RECORDS FOR THIS TASK:
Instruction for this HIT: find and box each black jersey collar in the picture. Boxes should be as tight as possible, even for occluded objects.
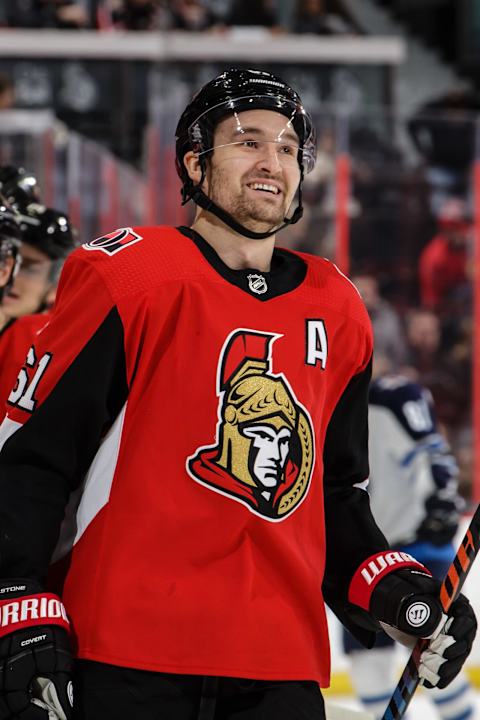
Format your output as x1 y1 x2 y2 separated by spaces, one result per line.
177 225 307 301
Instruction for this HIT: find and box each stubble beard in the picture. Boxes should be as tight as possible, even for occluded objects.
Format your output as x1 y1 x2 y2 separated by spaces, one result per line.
209 168 286 232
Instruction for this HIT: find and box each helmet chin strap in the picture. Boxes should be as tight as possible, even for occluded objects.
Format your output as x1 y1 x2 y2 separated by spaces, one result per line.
186 183 303 240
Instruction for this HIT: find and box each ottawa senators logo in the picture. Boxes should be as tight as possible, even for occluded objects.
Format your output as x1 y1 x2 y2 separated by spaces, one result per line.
187 329 314 521
82 228 142 255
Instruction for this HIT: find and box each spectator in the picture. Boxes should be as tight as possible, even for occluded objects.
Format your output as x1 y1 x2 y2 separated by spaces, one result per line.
7 0 89 30
0 73 14 110
419 198 473 312
226 0 278 30
352 275 406 369
406 308 442 376
170 0 219 32
112 0 169 30
293 0 358 35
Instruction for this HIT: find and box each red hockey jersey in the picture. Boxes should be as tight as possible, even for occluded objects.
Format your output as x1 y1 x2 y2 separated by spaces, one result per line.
0 227 386 686
0 313 50 420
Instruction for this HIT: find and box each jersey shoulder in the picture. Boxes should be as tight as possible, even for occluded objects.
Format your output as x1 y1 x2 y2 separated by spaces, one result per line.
67 225 202 298
296 252 371 334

TASK PROMPT: Put every line of the material above into a JSON list of strings, one string per line, with blank lines dropped. Leave out the picture.

FINISHED TASK:
[
  "Instruction for this HIT: find and box each black jersey collar in the picture. Boxes should be as tight as possible, even for occluded objects.",
  "Format your output as x1 y1 x2 y2 separated by spaces, one result per line.",
  "177 225 307 301",
  "Instruction for this HIT: find and box each stubble beard in the picture. Boxes should be as tight as possible, even for occluded objects.",
  "Format your output as x1 y1 x2 y2 separated by spaces, one result per line.",
  "209 168 286 232",
  "Instruction for this HIT: find and box each helmet chin strap in the picture. Boxes should be as tight as possible, even for occluded objects.",
  "Format your output as x1 y1 x2 y2 separated by spaces, one result per line.",
  "186 183 303 240",
  "Instruction for this HIT: find and box each ottawa senators logo in the picture. Boxes should be as tight as possible, even for occluded objects.",
  "Format your output as x1 y1 x2 y2 separated by spaces, one result per line.",
  "187 329 314 521",
  "82 228 142 255",
  "Instruction for this HIT: find and box each spectator in the picture. Boxes should be as tight as possible, even for occluded objects.",
  "Format your output as x1 y1 x2 y2 separated by spaces, one result per line.",
  "7 0 89 30",
  "0 73 14 110",
  "419 198 473 312",
  "226 0 278 30",
  "352 275 406 369",
  "406 308 442 376",
  "170 0 219 32",
  "112 0 169 30",
  "293 0 358 35",
  "Instruction for this HIT: find and box each red hockey jersey in the picture. Boxes should be as tight as possible, even for occluded objects.",
  "Format your output as x1 y1 x2 y2 separated by spaces, one result per line.",
  "0 227 386 686",
  "0 313 50 420",
  "Instruction for this HIT: find and box each jersey shoulder in the picture. Boxes should be as tight as possible, even for occluded objects.",
  "Format your output as x1 y1 x2 y2 separated by spaces, one result per line.",
  "67 225 202 298",
  "296 252 371 334"
]